*Exercise details*: Output the full listing exactly, character for character.

*Information*:
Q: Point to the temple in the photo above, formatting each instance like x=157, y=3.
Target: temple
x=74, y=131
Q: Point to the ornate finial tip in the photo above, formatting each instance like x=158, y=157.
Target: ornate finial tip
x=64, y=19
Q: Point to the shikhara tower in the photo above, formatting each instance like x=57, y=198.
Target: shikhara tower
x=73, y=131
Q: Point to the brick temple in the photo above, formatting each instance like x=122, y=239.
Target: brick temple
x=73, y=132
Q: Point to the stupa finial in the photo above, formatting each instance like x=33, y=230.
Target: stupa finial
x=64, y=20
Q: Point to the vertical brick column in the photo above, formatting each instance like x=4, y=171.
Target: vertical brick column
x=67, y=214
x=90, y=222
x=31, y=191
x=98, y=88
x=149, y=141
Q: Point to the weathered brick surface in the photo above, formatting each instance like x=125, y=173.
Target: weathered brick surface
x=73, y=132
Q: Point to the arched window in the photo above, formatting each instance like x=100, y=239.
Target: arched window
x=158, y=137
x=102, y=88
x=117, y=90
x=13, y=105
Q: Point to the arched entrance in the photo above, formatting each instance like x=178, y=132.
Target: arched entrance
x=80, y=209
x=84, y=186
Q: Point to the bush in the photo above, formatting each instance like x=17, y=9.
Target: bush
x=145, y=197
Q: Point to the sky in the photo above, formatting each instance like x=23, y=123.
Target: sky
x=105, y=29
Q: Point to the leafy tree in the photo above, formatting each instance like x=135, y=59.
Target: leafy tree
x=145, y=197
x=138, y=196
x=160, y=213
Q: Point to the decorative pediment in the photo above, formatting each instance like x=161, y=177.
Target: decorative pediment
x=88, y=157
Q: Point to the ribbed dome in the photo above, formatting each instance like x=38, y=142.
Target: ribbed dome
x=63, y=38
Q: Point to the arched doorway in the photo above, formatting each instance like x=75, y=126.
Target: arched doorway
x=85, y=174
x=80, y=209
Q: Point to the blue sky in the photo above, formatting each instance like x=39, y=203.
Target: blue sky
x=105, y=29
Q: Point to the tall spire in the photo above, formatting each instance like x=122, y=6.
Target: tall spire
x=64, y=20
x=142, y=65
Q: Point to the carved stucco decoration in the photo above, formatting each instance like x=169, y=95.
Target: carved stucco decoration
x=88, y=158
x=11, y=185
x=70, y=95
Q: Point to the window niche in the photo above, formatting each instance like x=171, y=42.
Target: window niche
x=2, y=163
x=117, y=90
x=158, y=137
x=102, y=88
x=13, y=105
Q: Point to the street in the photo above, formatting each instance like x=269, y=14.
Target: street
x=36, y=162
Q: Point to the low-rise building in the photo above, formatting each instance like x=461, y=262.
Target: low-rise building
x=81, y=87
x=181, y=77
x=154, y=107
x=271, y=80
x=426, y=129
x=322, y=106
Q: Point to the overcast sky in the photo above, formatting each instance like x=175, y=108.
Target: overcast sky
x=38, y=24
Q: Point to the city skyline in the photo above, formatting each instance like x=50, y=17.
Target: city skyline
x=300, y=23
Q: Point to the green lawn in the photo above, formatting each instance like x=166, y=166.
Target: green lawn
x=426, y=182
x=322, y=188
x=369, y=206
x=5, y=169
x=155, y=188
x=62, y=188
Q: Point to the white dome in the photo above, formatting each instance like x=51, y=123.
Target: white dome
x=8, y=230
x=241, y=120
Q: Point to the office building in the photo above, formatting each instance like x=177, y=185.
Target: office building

*Solution below*:
Q: Point to the temple in the photo above, formatting each instance like x=157, y=3.
Target: temple
x=74, y=131
Q: Point to the ornate finial tip in the photo above, formatting each instance like x=158, y=157.
Target: ornate finial tip
x=64, y=19
Q: Point to the shikhara tower in the photo above, formatting each instance like x=57, y=198.
Target: shikhara tower
x=73, y=131
Q: Point to the brick temple in the photo above, formatting each instance like x=122, y=239.
Target: brick temple
x=73, y=132
Q: Point to the stupa finial in the photo above, formatting each instance like x=33, y=230.
Target: stupa finial
x=64, y=20
Q: Point to the vertical brick column in the photo above, formatting each instance like x=4, y=171.
Target: vertical brick column
x=67, y=214
x=90, y=222
x=31, y=191
x=98, y=88
x=149, y=141
Q: Point to the weathered brick surface in the photo above, formatting each instance like x=125, y=173.
Target: weathered brick surface
x=73, y=132
Q: Point to the arched window in the photo above, formatting each instance like x=100, y=239.
Target: arched window
x=158, y=137
x=102, y=88
x=117, y=90
x=13, y=105
Q: Point to the arched entrance in the photo above, formatting each instance like x=178, y=132.
Target: arched entrance
x=80, y=209
x=84, y=186
Q: Point to the bush in the photo above, formatting each instance like x=17, y=9.
Target: bush
x=145, y=197
Q: Point to the sky in the photo above, formatting each instance like x=23, y=123.
Target: sky
x=105, y=29
Q: Point to the leafy tree in the photo above, formatting each instance like x=135, y=59.
Target: leafy tree
x=145, y=197
x=138, y=196
x=160, y=213
Q: Point to the decorative pediment in the photo above, formatting each instance like x=161, y=177.
Target: decorative pediment
x=88, y=157
Q: Point to the ribbed dome in the photo above, formatting each instance like x=38, y=142.
Target: ribbed dome
x=63, y=38
Q: Point to the arched doorway in the photo above, formatting each instance like x=75, y=126.
Target: arched doorway
x=85, y=174
x=80, y=209
Q: Point to the blue sky in the photo above, formatting each instance like x=39, y=203.
Target: blue sky
x=105, y=29
Q: Point to the tall spire in the photo above, formatting each instance like x=122, y=6.
Target: tall spire
x=64, y=20
x=142, y=65
Q: Point to the carved stucco decoration in the photo above, formatting each instance like x=169, y=95.
Target: carved stucco decoration
x=88, y=158
x=11, y=185
x=70, y=95
Q: Point to the window niche in the photo above, formatting each instance like x=171, y=42.
Target: window niche
x=2, y=163
x=117, y=90
x=158, y=137
x=102, y=88
x=13, y=105
Q: Point to the street in the photo above, formatting each instance like x=269, y=14.
Target: street
x=36, y=162
Q: Point to the low-rise building in the photo above, formatting each instance like x=461, y=262.
Target: low-rise building
x=81, y=87
x=181, y=77
x=154, y=107
x=271, y=80
x=426, y=129
x=322, y=106
Q: Point to the overcast sky in the photo above, formatting each instance like x=175, y=108.
Target: overcast sky
x=38, y=24
Q: Point to the city skyline in the photo above, formatting each instance like x=50, y=17.
Target: city skyline
x=300, y=23
Q: Point to the green lawn in the photo above, formatting each instance like x=166, y=166.
Target: green lawn
x=426, y=182
x=322, y=188
x=369, y=206
x=5, y=169
x=155, y=188
x=62, y=188
Q: Point to the white dome in the photo above, formatting each instance like x=51, y=123.
Target: white dome
x=8, y=230
x=241, y=120
Q: Point to the office building in the photo above, formatting each instance like x=177, y=185.
Target: office building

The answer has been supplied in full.